- _GOAL OF THE EXERCISE_:
Below are records with pictures. Transcribe exactly, and only, the lines from the line with "red pagoda in the photo above." to the line with "of the black", both ends included, but not the pictures.

===============

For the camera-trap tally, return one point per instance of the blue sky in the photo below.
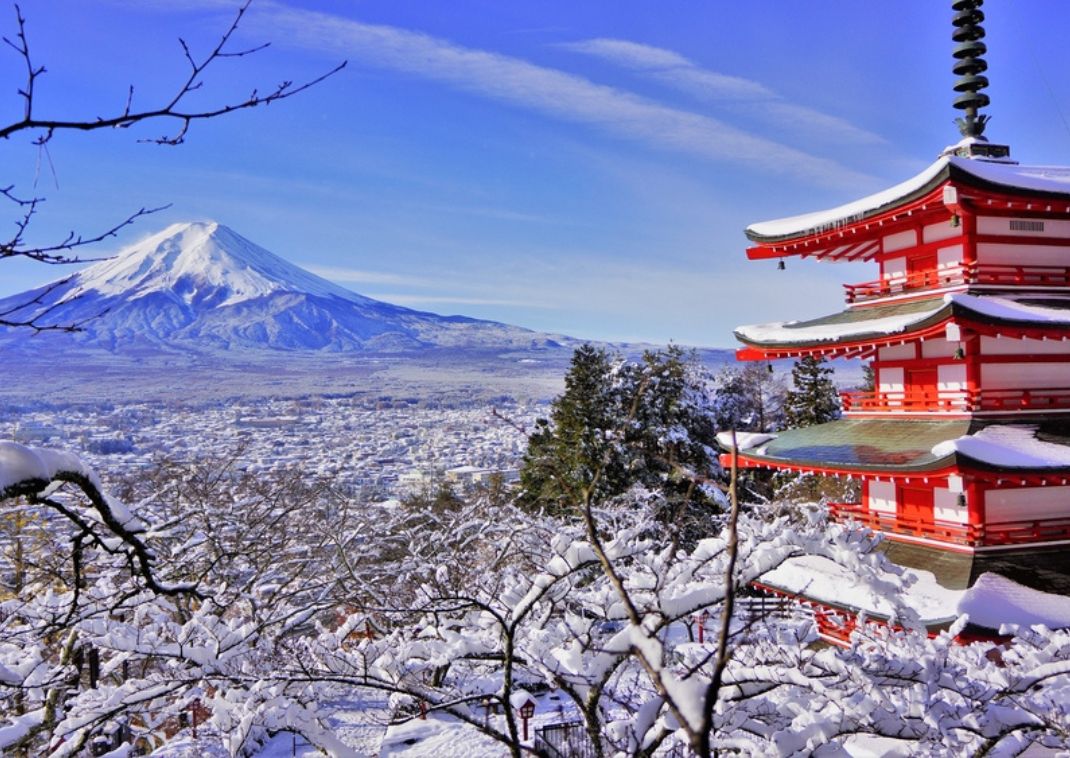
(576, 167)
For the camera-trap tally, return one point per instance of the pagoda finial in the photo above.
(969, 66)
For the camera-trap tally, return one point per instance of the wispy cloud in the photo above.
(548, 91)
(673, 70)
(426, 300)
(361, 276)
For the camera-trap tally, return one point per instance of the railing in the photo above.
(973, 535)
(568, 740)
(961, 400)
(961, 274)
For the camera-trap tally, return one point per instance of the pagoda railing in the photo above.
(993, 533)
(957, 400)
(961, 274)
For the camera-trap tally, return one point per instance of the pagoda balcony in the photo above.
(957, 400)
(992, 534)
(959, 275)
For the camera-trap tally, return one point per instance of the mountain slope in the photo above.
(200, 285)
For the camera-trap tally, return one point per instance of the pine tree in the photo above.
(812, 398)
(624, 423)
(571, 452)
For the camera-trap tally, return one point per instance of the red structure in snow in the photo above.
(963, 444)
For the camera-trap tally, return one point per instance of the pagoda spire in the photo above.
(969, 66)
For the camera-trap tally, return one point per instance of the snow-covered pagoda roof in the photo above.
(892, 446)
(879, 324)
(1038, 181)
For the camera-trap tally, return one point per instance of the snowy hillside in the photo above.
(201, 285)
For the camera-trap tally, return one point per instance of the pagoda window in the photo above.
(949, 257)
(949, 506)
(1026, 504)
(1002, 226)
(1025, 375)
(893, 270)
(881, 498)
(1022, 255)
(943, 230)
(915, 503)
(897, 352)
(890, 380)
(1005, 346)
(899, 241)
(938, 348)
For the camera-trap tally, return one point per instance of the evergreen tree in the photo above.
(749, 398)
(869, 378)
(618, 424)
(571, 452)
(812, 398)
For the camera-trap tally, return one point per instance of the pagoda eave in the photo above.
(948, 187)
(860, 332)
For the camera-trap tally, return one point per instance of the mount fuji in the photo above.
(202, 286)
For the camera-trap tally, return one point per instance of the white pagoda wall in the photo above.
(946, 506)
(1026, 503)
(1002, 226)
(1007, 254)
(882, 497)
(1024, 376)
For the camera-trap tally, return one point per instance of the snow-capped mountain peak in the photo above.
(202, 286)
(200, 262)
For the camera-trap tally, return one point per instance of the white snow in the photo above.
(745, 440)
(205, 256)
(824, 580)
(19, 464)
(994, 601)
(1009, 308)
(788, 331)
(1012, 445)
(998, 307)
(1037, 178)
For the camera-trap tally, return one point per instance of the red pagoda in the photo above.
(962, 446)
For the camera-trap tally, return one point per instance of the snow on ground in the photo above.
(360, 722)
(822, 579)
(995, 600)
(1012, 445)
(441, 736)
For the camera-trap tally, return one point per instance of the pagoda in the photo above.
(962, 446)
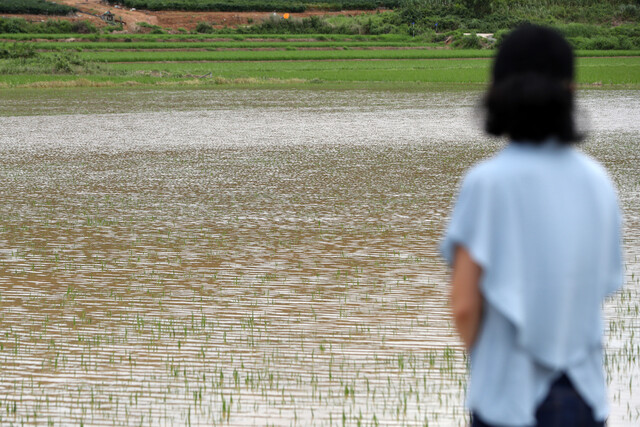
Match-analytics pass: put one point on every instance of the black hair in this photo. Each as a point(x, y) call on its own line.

===============

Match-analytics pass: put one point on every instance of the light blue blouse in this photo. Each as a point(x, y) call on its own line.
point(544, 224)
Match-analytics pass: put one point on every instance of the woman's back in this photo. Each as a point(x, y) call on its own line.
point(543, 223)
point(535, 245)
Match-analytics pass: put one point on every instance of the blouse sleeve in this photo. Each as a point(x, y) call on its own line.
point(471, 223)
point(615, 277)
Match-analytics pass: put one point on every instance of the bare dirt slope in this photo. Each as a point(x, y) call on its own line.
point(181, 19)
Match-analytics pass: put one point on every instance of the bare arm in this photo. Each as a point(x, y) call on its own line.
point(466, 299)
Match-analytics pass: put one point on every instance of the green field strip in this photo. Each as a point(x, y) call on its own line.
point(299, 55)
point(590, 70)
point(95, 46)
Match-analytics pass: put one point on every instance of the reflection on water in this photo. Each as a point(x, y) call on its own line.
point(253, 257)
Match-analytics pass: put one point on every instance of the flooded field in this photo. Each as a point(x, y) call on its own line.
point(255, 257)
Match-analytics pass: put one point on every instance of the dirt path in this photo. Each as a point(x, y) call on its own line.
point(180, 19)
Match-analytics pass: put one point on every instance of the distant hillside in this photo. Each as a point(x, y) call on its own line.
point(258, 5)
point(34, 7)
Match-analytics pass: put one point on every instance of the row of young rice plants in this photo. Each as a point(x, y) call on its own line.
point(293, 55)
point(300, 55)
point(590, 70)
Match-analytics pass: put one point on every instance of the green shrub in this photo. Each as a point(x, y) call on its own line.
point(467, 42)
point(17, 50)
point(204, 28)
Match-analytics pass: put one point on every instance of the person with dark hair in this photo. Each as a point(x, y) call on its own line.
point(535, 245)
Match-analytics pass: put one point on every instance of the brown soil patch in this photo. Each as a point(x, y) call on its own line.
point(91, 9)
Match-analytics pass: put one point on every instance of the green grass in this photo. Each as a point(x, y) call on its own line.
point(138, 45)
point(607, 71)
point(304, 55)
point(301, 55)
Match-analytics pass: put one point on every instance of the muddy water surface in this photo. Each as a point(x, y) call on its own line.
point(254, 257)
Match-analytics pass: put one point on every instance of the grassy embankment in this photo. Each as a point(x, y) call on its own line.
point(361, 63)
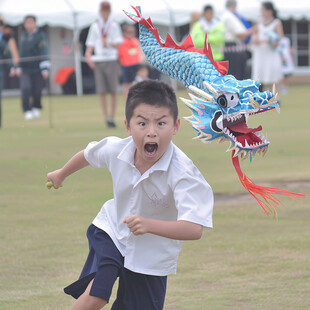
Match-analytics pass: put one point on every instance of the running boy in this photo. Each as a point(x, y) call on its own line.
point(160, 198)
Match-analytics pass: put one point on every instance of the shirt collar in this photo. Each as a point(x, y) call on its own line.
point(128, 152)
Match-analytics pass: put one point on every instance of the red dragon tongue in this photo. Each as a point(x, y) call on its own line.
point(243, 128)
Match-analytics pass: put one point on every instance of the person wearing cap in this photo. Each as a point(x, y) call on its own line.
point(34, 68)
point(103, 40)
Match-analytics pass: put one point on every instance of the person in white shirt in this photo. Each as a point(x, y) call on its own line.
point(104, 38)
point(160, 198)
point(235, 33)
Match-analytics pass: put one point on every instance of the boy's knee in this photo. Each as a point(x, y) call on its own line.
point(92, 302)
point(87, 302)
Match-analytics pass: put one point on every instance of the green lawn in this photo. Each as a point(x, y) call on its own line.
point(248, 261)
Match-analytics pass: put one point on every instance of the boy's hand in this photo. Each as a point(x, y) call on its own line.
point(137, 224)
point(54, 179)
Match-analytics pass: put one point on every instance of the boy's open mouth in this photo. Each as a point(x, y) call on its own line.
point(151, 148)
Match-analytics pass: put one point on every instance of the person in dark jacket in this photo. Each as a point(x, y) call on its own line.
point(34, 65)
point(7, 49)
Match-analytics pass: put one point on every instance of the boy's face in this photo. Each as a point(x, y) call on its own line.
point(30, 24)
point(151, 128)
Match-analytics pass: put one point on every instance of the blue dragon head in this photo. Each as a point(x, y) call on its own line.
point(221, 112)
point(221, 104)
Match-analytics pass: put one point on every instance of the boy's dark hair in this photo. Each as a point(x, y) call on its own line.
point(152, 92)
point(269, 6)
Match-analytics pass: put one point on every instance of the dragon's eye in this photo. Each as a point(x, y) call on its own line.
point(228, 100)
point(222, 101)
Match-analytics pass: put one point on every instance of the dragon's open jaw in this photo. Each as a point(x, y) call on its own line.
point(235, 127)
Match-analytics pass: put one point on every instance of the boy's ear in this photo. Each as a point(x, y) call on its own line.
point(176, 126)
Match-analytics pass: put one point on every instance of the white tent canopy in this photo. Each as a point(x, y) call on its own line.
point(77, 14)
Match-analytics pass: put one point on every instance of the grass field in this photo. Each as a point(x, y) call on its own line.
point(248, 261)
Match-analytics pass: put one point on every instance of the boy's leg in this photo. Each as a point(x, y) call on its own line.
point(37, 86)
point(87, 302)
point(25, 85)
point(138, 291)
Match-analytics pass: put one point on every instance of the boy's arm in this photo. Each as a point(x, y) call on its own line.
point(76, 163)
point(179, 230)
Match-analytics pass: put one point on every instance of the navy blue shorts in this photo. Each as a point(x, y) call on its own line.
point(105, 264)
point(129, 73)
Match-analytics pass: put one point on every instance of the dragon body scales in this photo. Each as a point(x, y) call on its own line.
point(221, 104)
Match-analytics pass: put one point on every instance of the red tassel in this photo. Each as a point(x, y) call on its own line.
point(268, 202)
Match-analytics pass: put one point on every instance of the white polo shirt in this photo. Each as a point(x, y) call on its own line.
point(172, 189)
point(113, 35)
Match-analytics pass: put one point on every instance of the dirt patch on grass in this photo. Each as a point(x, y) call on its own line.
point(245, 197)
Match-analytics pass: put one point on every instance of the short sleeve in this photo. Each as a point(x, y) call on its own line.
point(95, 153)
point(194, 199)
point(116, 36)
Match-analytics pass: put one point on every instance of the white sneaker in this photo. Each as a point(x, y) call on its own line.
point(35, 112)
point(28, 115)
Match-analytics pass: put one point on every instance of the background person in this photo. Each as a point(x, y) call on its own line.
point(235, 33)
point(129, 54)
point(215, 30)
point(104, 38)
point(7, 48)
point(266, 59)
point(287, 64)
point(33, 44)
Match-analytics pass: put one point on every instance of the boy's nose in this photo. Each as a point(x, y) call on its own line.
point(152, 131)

===============

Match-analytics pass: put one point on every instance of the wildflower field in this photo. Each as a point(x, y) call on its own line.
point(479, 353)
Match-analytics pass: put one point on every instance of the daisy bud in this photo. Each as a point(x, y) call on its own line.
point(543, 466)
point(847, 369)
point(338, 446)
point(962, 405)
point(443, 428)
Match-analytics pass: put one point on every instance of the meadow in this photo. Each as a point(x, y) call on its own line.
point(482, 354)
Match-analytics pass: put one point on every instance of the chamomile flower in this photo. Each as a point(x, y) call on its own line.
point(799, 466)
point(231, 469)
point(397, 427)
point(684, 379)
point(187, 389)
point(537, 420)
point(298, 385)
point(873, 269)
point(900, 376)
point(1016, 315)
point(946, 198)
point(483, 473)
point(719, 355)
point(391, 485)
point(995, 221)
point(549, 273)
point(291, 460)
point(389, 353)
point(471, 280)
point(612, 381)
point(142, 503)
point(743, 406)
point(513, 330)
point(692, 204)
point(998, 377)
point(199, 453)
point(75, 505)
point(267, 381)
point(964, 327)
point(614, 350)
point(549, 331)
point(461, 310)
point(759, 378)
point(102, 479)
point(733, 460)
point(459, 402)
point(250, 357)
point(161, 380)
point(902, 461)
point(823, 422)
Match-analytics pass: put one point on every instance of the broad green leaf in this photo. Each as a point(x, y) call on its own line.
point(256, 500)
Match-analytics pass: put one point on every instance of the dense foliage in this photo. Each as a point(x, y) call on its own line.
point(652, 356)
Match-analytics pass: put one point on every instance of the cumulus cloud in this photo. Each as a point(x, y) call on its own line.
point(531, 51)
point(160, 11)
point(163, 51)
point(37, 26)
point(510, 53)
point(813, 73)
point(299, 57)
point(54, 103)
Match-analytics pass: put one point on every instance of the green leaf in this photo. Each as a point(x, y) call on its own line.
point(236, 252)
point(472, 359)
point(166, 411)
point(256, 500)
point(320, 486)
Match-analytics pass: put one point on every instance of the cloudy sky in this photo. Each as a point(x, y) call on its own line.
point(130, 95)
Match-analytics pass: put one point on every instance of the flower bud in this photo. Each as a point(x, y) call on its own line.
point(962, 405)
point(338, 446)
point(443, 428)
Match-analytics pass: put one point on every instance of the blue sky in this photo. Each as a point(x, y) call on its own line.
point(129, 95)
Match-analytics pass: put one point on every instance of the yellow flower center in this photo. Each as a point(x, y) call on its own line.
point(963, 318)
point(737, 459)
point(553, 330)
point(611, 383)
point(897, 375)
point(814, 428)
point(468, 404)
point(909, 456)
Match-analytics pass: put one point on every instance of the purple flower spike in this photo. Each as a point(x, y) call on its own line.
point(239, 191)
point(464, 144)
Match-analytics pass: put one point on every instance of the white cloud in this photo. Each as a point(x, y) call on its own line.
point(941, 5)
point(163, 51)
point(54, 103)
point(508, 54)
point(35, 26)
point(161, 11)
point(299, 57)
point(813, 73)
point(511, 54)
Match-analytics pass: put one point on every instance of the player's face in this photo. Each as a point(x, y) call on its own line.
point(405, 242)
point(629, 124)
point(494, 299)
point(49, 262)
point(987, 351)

===============

- _REPLY_:
For the camera-trap tally, return one point per instance of the red pagoda in the photo above.
(962, 446)
For the camera-trap tally, return one point per instance of the snow on ground in the photo above.
(360, 722)
(822, 579)
(995, 600)
(1012, 445)
(441, 736)
For the camera-trap tally, return one point per instance of the pagoda in the photo above.
(962, 446)
Match-analytics pass: put one point on every instance of the black hair in this photo. Each as a point(x, y) call on its own line.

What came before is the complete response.